▸ SELECTED PASSAGE
--------

The committee has warned repeatedly that new grants programs require new appropriations bills and must not be slipped through as “the ordinary services of the government”using a regulation the senate can’t amend.
The senate has a constitutional right to amend proposed laws that appropriate revenue for matters beyond ordinary services and has resolved previously that the definition of those does not include spending on new proposals.
The committee publishes reports every parliamentary sitting week, outlining all regulations about which it has concerns. Last week, it highlighted controversial new dairy industry regulations drafted when Bridget McKenzie was Agriculture minister.
Since Fierravanti-Wells took over in mid-2019, the committee also publishes a full list of every spending regulation and how much is involved.
Where it has concerns about these or any other regulations, it writes to the relevant minister and demands an explanation and response. Queries may include why the measure does not have its own piece of legislation, any privacy implications, whether the public has free access to relevant information and whether the regulation is constitutionally sound.
There are now about 1700 regulations produced every year.
*Anne Twomey’s legal concerns go to the nature of the federal spending – in many cases, community-level grants for basic infrastructure that would normally be funded by state or local government.
“It’s completely and utterly wrong,” Twomey said. “It’s not appropriate to be spending it based on where a marginal seat is or whether it is targeted or not. It is absolutely appalling. This is completely irrelevant to what is in the public interest … The public would rightly think that public money would be spent in the public interest.”
Attorney-General Christian Porter rejected any suggestion that the Williams decision had been ignored. “Great time and resources are devoted to assessing the constitutionality of government spending of a variety of types,” he told The Saturday Paper. “Not only is Commonwealth expenditure rigorously evaluated as a matter of course before any money is spent, but all delegated legislation authorising expenditure is also subject to public scrutiny through the senate committee process. The results of that scrutiny are published by the committee and accessible to the public at large.”
*However, Twomey’s legal concerns are echoed by two other eminent jurists – Melbourne University laureate law professor Cheryl Saunders, who is an expert in public administration, and Bret Walker, SC, a constitutional lawyer and among the nation’s most accomplished barristers.

--------

▸ STORED DATA
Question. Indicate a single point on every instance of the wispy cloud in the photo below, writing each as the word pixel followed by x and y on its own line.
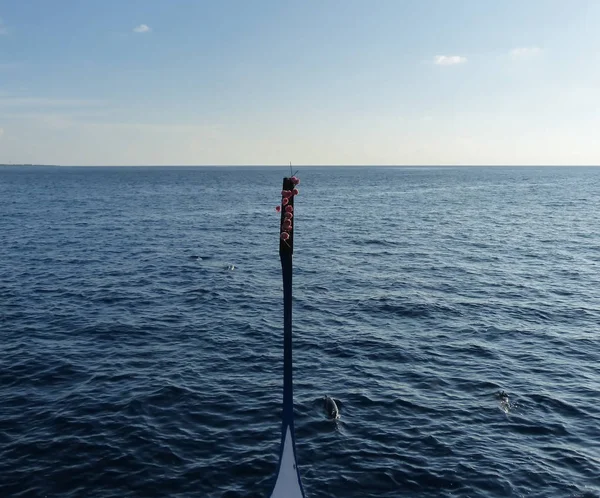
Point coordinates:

--------

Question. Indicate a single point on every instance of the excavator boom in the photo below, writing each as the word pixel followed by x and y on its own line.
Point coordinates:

--------

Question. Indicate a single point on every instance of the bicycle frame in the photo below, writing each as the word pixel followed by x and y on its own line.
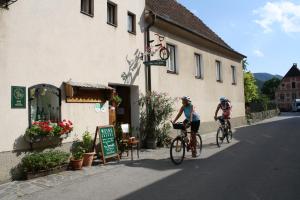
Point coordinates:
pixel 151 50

--------

▸ EXPLORE THE MATERIAL
1. In the passage on the committee's scrutiny of spending regulations, rewrite the section from "The committee has" up to and including "was Agriculture minister.", putting "upper house" in place of "senate".
2. According to the passage on the committee's scrutiny of spending regulations, how many regulations are now produced every year?
3. Using the passage on the committee's scrutiny of spending regulations, explain why the committee says new grants programs must not be put through as "the ordinary services of the government" by regulation.

▸ PROBLEM SOLUTIONS
1.
The committee has warned repeatedly that new grants programs require new appropriations bills and must not be slipped through as “the ordinary services of the government”using a regulation the upper house can’t amend.
The upper house has a constitutional right to amend proposed laws that appropriate revenue for matters beyond ordinary services and has resolved previously that the definition of those does not include spending on new proposals.
The committee publishes reports every parliamentary sitting week, outlining all regulations about which it has concerns. Last week, it highlighted controversial new dairy industry regulations drafted when Bridget McKenzie was Agriculture minister.

2. About 1700.

3. The senate has a constitutional right to amend proposed laws that appropriate revenue for matters beyond ordinary services. It has resolved that ordinary services do not include spending on new proposals. Slipping such spending through in a regulation the senate can't amend would bypass that right, so new grants programs require new appropriations bills.